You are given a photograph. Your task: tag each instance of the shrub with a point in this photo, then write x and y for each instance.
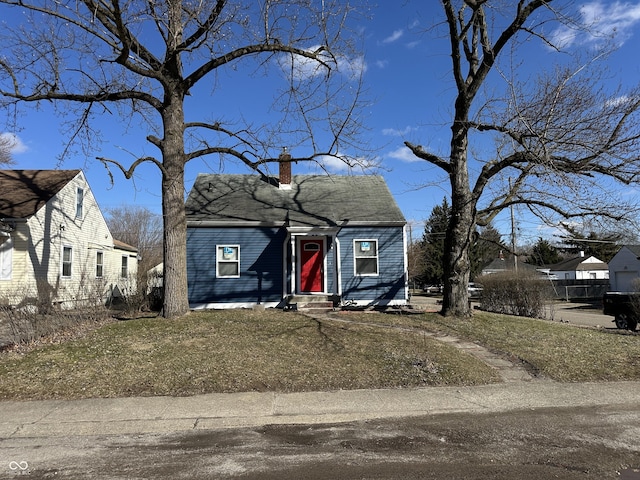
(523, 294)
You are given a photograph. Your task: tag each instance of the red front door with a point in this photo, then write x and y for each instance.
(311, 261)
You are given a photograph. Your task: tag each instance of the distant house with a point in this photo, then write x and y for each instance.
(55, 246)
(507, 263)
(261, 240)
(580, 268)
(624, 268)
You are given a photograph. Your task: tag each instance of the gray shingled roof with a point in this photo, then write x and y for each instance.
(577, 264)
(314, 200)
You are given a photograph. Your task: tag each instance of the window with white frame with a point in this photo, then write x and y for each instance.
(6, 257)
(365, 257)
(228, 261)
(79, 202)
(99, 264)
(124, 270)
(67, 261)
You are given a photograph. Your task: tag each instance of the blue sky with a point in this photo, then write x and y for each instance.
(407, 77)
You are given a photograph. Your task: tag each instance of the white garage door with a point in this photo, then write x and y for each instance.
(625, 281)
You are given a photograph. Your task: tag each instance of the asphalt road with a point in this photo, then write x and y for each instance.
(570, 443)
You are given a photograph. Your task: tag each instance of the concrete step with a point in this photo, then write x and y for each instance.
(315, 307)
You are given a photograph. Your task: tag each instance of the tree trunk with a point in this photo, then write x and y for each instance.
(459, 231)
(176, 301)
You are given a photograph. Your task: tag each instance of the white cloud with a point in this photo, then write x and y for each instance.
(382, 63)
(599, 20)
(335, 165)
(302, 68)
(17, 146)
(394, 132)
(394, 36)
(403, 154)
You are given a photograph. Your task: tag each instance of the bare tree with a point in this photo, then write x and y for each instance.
..............................
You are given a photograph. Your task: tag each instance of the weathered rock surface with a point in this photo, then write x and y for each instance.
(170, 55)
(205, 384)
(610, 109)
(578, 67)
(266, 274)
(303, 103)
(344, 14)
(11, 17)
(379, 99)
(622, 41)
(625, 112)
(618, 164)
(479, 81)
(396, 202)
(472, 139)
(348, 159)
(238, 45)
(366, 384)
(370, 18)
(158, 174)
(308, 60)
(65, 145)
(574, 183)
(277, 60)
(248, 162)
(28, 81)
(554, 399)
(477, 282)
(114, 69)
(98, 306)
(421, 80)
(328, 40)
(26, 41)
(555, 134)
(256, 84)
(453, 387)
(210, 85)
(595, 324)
..............................
▸ **Your task**: Locate every line in the records that contains the word "door" and copy each of those lines.

▸ **Task result**:
You are given a photograph. Your task: tag each instance of the red front door with a point in this photo, then write x and y for each instance.
You are given a photograph. Your task: tag each instance of the white garage door with a point in this photo, then write x and y for each instance.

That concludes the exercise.